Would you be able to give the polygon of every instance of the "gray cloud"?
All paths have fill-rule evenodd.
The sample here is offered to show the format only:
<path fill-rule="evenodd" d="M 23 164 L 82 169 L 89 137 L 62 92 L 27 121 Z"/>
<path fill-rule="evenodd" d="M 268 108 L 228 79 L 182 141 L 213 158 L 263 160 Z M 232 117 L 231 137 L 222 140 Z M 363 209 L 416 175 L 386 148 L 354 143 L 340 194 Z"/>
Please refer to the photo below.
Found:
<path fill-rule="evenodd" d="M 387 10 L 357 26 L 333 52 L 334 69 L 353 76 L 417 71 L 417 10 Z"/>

= = =

▸ **DIRECTION**:
Reproduce the listing above with "gray cloud" swapped for "storm cloud", changing nothing else.

▸ **THE RESPONSE**:
Would you be able to give the polygon of every instance of the "storm cloud"?
All paths have fill-rule evenodd.
The sample here is offered to show the format only:
<path fill-rule="evenodd" d="M 23 164 L 82 169 L 89 137 L 62 92 L 27 121 Z"/>
<path fill-rule="evenodd" d="M 268 108 L 228 79 L 182 141 L 213 158 L 263 160 Z M 232 117 L 231 137 L 222 140 Z M 363 209 L 416 175 L 386 148 L 354 143 L 340 194 Z"/>
Please refer to the photo below.
Found:
<path fill-rule="evenodd" d="M 387 10 L 357 26 L 333 52 L 334 69 L 353 76 L 417 71 L 417 10 Z"/>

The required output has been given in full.